::: Page text

HODDI: A Dataset of High-Order Drug-Drug Interactions for Computational Pharmacovigilance
Zhaoying Wang, Yingdan Shi, Xiang Liu, Can Chen, Jun Wen, Ren Wang
TL;DR
HODDI addresses the scarcity of higher-order drug–drug interaction data by introducing the FAERS-derived HODDI dataset, containing 109,744 records across 41 quarters, 2,506 drugs, and 4,569 side effects. The authors design a rigorous construction pipeline, including SapBERT-based side-effect labeling, DrugBank mapping, and careful positive/negative sampling, and they evaluate multiple architectures on three evaluation subsets. They find that higher-order information substantially improves prediction, with hypergraph-based models like HGNN-SA achieving the best performance, while simple MLPs can still excel when leveraging higher-order features. This dataset and benchmark framework offer a robust foundation for advancing pharmacovigilance, polypharmacy safety, and personalized medicine through higher-order modeling approaches.

::::::
::: Recorded information

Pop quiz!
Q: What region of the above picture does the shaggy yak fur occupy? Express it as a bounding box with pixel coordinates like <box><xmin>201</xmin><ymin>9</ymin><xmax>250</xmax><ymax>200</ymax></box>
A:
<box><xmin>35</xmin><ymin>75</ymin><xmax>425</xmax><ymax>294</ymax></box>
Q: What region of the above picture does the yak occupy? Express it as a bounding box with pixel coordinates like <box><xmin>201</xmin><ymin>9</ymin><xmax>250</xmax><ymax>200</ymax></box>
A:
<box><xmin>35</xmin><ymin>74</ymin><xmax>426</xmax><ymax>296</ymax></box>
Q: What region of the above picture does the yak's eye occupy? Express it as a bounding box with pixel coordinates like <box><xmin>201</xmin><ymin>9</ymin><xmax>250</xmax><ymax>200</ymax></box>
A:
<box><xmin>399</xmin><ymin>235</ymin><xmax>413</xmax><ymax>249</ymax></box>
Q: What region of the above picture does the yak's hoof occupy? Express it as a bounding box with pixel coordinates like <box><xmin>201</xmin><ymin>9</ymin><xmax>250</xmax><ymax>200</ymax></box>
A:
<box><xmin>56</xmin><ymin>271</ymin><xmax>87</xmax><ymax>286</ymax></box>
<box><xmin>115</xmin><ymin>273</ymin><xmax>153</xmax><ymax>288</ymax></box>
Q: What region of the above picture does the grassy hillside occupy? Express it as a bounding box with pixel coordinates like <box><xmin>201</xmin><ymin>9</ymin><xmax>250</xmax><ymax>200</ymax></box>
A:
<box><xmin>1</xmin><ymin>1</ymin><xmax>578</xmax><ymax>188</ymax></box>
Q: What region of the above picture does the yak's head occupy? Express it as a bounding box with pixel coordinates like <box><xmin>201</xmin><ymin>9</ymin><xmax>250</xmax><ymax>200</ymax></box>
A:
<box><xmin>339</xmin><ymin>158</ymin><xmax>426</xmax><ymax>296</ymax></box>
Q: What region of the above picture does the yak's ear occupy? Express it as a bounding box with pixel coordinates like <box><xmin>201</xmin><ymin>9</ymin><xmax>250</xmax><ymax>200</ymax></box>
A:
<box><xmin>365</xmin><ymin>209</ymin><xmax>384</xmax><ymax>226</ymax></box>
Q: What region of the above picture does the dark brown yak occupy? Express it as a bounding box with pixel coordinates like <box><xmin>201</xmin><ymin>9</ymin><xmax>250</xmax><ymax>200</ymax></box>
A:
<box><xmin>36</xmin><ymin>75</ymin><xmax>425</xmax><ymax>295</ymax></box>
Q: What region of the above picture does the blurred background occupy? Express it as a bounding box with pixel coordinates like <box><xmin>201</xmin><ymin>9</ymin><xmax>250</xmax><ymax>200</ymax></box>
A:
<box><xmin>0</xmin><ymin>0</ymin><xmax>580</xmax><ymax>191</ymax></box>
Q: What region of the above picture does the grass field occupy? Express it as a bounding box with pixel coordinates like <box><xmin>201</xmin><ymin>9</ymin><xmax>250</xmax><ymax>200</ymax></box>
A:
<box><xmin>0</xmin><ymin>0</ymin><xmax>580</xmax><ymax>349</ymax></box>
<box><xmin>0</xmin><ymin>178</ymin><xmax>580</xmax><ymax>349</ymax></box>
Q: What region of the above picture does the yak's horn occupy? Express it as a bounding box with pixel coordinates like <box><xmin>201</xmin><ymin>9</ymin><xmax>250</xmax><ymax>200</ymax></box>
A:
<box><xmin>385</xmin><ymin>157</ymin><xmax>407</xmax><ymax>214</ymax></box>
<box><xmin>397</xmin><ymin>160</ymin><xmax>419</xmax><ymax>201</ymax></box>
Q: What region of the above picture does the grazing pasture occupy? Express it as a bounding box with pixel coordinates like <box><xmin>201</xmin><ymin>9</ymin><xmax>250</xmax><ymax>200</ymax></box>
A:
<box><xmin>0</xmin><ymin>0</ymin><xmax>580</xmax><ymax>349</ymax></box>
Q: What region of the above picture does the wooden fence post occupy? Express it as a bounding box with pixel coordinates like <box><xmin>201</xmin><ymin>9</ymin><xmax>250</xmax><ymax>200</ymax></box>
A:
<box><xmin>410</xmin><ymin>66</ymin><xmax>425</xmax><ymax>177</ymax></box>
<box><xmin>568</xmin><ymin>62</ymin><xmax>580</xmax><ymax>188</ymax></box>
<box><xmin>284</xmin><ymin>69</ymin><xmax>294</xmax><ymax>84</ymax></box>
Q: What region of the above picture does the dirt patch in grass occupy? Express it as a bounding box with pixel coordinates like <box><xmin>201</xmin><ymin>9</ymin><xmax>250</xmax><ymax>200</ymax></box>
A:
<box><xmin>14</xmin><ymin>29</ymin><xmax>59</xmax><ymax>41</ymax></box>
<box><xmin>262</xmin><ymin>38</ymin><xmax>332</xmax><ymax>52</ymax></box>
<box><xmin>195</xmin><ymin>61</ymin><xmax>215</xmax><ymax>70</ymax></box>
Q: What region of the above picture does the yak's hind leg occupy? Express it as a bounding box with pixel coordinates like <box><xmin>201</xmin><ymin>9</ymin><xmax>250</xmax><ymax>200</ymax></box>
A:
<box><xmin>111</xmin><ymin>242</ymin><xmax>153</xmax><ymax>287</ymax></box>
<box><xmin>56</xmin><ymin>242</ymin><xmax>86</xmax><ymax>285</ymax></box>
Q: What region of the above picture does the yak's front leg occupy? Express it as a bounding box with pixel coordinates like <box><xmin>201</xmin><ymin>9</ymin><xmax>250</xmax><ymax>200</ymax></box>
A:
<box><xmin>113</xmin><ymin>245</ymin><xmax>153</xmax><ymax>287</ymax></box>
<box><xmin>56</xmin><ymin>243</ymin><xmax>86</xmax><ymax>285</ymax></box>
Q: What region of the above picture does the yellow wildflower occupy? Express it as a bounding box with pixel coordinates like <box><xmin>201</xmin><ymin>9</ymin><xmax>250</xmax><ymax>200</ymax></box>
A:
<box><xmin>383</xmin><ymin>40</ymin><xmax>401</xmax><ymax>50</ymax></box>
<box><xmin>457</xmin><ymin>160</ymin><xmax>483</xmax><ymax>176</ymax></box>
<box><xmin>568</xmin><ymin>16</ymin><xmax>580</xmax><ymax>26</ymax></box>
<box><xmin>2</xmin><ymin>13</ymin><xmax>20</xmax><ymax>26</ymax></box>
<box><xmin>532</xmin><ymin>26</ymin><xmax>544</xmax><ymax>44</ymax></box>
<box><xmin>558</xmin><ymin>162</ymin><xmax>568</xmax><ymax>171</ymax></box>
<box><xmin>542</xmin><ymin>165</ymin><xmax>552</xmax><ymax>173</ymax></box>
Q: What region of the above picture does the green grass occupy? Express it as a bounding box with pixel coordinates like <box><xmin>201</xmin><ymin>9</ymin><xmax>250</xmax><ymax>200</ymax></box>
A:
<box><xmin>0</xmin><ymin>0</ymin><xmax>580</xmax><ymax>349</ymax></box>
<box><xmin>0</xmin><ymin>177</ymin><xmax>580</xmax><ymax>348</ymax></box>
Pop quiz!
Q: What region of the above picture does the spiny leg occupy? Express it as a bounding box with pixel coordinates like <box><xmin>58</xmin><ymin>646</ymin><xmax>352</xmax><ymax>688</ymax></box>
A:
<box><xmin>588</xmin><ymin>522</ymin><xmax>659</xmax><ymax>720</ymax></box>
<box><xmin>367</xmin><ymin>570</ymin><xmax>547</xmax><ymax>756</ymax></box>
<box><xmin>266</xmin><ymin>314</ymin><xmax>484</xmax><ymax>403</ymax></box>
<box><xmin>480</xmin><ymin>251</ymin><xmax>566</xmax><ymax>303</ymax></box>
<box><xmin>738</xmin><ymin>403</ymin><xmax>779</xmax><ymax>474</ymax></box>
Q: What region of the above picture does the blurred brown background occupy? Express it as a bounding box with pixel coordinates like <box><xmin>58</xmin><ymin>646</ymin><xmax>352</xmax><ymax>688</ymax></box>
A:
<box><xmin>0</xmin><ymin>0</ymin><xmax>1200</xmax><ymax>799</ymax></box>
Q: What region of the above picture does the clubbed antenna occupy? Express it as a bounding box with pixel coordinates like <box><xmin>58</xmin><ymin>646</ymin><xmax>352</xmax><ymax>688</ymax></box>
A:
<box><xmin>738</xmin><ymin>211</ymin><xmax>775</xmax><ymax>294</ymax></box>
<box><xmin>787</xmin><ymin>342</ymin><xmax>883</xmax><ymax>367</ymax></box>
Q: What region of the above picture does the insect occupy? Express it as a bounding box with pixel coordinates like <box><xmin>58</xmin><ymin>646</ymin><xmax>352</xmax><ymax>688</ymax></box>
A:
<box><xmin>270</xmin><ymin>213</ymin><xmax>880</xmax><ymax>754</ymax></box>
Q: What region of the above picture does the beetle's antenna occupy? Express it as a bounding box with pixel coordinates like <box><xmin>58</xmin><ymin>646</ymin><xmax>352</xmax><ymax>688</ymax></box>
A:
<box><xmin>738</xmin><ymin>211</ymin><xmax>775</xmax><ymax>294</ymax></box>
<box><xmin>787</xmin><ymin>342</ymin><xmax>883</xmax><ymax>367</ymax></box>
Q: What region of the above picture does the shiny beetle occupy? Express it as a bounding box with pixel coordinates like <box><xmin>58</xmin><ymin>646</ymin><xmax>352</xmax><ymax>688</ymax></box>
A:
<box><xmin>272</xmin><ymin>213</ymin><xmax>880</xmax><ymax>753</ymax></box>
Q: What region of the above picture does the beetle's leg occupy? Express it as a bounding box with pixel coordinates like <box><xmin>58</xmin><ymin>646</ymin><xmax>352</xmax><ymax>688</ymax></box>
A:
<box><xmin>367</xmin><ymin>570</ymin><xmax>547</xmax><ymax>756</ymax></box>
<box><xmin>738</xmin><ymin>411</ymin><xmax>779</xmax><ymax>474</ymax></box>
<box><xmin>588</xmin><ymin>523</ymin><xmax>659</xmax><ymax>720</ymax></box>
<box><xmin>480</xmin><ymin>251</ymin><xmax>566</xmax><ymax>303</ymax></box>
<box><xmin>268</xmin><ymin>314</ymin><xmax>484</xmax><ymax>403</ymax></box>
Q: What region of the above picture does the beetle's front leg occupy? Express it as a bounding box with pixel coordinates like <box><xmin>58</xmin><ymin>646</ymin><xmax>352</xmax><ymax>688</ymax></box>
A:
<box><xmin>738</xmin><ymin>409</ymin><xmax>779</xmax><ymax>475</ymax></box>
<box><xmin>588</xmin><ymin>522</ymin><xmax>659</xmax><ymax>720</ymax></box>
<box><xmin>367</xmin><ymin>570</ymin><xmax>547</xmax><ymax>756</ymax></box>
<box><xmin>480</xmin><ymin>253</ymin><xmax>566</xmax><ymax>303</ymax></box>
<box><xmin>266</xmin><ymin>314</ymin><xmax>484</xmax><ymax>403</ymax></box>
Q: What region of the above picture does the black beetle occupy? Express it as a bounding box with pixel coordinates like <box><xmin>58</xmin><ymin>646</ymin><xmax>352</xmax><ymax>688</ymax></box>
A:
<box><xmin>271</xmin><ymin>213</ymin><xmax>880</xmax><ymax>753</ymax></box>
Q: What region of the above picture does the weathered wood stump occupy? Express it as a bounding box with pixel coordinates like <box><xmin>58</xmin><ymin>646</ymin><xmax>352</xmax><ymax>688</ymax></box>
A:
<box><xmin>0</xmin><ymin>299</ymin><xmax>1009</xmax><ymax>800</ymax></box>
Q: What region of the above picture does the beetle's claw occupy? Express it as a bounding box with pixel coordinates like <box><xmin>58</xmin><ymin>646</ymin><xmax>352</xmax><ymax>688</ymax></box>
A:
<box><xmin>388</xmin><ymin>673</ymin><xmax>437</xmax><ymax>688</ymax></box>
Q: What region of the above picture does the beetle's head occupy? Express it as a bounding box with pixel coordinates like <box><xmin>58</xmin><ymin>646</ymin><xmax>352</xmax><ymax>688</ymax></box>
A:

::::::

Try it: Render this sentence from the HODDI summary into Spanish: "This dataset and benchmark framework offer a robust foundation for advancing pharmacovigilance, polypharmacy safety, and personalized medicine through higher-order modeling approaches." Base your work on the HODDI summary alone.

Answer box: Este conjunto de datos y este marco de evaluación comparativa ofrecen una base sólida para avanzar en la farmacovigilancia, la seguridad de la polifarmacia y la medicina personalizada mediante enfoques de modelado de orden superior.